--- What needs to be done ---
Find every line in the entries below that contains the word "bicycle" and copy each of those lines.

--- Provided entries ---

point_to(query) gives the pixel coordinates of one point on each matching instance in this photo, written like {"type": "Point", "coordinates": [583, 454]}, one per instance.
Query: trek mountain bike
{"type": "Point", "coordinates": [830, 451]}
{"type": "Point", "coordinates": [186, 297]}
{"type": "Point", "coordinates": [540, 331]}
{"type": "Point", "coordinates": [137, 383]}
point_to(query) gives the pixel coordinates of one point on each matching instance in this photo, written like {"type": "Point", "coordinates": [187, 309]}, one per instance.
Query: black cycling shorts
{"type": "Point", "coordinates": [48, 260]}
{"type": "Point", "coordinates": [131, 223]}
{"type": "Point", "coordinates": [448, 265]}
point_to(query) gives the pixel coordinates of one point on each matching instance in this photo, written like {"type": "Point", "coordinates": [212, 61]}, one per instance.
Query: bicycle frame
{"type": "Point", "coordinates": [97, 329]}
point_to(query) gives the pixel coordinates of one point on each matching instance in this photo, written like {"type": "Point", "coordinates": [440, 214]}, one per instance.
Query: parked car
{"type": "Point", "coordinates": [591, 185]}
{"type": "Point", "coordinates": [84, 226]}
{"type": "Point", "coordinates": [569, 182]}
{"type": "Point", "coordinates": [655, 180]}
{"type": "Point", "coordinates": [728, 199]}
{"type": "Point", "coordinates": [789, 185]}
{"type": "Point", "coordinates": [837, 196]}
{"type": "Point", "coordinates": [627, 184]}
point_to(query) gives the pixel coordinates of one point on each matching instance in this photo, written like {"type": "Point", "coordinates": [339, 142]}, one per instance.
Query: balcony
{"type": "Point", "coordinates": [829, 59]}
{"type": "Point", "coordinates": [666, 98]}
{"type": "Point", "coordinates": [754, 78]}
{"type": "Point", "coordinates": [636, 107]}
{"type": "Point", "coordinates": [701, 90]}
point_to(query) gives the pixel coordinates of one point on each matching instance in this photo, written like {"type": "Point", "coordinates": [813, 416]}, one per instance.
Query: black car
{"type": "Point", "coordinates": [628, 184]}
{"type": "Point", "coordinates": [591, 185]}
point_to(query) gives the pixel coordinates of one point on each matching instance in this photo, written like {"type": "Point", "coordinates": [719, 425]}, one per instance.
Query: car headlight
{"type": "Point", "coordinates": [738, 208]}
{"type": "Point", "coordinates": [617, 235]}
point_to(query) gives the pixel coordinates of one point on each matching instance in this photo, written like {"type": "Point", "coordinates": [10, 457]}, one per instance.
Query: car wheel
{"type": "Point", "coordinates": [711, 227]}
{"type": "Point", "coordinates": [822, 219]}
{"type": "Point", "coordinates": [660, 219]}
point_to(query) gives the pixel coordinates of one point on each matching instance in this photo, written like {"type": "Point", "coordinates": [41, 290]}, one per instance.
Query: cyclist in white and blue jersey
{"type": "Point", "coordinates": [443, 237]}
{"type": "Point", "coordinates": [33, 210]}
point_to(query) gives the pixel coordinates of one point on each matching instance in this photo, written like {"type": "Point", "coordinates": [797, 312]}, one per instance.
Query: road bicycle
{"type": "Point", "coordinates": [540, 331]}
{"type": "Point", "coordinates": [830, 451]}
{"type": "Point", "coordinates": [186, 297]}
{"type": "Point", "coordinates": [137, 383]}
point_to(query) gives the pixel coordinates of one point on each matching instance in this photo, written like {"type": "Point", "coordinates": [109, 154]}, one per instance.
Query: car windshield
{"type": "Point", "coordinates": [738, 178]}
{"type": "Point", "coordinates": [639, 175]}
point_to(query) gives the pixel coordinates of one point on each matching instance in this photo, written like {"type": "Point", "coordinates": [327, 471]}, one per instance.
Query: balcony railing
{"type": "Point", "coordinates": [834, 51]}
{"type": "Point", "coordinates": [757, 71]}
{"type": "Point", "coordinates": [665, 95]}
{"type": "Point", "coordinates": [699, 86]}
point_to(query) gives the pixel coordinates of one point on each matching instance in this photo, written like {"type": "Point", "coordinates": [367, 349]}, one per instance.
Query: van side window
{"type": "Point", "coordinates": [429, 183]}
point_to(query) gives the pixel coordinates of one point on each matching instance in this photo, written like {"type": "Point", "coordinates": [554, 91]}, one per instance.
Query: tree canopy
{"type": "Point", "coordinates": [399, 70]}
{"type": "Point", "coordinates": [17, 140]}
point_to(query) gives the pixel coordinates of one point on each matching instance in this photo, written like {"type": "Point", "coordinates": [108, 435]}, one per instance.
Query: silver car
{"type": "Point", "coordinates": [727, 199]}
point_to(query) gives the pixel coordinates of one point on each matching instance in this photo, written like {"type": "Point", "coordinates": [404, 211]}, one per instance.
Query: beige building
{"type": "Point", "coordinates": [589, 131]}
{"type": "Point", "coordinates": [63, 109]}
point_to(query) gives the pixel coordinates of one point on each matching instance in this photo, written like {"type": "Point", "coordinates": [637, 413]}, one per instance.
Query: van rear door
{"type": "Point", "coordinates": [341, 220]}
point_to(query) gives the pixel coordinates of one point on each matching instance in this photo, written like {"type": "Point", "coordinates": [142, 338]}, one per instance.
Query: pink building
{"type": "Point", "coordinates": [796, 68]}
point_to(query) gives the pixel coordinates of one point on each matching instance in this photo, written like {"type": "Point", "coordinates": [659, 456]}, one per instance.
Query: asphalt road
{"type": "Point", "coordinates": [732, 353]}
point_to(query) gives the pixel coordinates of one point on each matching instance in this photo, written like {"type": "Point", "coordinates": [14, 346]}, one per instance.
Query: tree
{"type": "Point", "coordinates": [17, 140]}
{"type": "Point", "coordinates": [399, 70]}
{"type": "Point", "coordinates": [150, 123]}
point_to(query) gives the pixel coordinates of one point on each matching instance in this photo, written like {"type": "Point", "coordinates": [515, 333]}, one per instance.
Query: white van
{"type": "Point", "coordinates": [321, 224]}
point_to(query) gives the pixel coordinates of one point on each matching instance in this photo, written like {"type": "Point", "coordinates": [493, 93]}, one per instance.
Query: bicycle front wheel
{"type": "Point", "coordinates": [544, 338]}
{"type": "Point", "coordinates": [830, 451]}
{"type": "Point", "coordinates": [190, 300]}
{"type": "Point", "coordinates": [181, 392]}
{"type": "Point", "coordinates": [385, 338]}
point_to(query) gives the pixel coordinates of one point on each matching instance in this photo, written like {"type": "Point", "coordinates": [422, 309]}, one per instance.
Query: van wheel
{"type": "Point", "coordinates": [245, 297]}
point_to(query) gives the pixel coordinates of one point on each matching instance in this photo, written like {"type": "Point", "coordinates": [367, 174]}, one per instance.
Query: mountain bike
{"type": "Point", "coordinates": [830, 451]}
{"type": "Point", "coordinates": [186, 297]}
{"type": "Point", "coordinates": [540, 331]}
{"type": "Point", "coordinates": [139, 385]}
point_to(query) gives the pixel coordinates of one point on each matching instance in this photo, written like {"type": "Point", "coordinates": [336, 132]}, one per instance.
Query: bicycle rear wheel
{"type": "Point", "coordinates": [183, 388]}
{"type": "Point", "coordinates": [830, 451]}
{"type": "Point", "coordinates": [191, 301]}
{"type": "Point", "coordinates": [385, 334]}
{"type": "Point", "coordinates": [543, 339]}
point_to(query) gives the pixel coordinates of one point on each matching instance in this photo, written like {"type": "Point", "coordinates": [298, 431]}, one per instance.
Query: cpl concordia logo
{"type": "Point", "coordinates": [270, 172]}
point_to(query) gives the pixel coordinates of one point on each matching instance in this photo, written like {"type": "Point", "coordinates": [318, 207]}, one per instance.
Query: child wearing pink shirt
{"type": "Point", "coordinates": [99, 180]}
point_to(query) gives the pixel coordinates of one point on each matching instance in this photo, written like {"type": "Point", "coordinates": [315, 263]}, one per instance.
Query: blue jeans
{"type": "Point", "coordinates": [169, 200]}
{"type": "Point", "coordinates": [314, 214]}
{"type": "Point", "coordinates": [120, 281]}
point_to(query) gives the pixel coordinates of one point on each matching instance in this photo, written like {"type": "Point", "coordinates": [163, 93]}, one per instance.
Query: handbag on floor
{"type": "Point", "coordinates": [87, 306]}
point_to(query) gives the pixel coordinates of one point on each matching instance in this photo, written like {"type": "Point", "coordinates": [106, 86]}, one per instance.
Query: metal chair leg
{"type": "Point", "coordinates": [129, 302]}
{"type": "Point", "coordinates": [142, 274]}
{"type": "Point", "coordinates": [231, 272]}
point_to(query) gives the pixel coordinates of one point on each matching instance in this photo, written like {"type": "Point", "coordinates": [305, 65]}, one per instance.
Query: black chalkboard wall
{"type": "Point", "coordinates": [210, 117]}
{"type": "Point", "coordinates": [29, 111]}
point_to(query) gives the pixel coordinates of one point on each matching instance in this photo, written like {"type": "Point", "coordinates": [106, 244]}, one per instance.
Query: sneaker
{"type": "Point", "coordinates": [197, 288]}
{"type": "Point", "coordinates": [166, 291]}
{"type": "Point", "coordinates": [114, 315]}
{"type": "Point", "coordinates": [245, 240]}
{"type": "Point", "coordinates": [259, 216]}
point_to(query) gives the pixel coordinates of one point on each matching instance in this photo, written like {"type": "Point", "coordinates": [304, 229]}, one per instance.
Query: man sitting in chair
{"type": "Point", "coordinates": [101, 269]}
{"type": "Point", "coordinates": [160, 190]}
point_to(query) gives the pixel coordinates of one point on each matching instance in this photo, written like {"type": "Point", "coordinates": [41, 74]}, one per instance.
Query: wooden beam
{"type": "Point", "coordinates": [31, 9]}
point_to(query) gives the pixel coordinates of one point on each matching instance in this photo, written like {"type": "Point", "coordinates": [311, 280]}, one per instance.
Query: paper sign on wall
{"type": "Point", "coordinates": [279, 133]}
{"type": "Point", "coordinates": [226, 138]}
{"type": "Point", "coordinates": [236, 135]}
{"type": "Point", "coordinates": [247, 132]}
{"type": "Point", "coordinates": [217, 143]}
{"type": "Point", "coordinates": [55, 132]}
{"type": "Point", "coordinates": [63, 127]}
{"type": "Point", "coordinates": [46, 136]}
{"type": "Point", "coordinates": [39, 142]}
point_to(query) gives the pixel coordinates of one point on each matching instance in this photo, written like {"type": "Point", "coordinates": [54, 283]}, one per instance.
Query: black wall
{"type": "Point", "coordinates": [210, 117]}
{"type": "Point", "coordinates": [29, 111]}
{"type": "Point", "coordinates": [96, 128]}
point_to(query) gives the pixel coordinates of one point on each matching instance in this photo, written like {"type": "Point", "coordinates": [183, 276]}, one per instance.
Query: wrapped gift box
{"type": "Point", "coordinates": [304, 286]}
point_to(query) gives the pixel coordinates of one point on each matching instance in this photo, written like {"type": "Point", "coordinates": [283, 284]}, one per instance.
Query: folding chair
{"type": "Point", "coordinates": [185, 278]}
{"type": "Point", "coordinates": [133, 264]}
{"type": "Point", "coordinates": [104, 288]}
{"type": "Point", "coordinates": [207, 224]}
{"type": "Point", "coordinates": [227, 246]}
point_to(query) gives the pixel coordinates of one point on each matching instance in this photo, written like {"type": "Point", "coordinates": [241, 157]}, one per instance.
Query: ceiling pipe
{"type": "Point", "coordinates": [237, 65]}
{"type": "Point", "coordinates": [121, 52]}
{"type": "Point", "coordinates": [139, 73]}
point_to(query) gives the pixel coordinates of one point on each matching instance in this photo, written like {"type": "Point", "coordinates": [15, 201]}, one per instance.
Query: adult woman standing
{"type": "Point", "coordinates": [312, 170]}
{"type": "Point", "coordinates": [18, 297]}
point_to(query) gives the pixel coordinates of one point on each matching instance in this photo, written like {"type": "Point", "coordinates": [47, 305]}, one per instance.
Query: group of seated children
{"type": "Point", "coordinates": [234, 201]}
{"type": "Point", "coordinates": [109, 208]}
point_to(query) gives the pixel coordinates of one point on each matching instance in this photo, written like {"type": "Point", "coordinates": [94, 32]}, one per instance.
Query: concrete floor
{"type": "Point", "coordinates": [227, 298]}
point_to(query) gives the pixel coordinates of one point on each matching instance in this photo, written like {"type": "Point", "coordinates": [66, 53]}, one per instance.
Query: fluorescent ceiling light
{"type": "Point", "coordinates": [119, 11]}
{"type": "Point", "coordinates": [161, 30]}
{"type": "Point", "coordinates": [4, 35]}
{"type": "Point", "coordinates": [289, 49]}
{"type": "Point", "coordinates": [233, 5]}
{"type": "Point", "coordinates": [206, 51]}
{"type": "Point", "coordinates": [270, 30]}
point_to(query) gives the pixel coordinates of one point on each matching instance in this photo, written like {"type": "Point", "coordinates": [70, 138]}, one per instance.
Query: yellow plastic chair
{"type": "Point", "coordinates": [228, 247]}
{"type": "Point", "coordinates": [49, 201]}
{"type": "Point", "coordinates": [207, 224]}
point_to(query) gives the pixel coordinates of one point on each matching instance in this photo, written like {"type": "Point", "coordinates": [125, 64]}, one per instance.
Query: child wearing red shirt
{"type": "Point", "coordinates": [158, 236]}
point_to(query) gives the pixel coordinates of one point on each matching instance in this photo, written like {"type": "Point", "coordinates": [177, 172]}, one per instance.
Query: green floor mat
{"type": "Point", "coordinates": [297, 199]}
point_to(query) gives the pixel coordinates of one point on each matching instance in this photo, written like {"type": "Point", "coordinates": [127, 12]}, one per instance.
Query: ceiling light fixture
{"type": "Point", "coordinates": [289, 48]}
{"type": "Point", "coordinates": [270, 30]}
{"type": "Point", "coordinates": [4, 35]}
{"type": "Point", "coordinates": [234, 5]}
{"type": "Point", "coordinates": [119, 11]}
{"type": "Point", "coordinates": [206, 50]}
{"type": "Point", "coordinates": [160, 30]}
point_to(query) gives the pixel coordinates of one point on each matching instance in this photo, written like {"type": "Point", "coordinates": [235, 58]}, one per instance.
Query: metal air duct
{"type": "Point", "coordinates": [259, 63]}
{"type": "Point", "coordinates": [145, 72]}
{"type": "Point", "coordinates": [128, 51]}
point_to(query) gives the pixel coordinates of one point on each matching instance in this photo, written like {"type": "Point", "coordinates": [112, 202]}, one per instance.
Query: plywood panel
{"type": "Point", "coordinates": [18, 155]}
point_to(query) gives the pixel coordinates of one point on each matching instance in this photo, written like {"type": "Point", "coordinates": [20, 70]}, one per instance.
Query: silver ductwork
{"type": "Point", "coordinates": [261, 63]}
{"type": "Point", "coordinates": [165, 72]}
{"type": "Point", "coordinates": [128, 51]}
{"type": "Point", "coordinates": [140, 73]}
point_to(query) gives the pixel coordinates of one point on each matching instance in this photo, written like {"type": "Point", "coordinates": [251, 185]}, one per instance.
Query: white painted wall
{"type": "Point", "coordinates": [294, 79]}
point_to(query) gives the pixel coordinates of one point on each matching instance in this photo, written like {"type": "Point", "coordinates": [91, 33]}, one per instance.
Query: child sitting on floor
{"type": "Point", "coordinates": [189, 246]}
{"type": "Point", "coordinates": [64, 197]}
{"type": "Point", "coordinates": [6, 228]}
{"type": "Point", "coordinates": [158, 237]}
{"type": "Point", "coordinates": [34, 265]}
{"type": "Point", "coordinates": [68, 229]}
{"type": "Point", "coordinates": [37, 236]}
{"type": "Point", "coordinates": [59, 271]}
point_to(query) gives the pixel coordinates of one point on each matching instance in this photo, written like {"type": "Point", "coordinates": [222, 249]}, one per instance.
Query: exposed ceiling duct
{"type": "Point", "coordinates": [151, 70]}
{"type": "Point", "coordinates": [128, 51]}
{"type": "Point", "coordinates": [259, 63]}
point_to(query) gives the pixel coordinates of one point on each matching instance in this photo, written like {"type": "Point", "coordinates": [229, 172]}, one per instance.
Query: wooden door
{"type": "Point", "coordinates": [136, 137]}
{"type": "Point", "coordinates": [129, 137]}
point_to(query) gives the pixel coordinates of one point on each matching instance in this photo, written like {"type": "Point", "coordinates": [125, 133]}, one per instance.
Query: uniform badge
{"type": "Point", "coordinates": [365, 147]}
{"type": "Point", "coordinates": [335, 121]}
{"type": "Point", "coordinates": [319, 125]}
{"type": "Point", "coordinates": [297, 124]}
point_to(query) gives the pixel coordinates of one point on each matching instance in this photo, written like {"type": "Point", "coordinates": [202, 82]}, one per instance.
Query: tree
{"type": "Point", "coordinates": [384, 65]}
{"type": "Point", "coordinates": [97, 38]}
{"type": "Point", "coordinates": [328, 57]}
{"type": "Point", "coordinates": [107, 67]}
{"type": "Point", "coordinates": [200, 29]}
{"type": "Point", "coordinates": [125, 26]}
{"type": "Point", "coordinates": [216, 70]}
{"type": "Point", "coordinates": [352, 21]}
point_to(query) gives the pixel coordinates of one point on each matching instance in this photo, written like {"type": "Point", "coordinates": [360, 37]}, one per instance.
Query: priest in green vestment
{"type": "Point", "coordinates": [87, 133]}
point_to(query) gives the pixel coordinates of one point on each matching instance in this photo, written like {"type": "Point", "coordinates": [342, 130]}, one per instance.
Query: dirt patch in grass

--- Task answer ---
Query: bicycle frame
Query: road bicycle
Query: bicycle front wheel
Query: bicycle rear wheel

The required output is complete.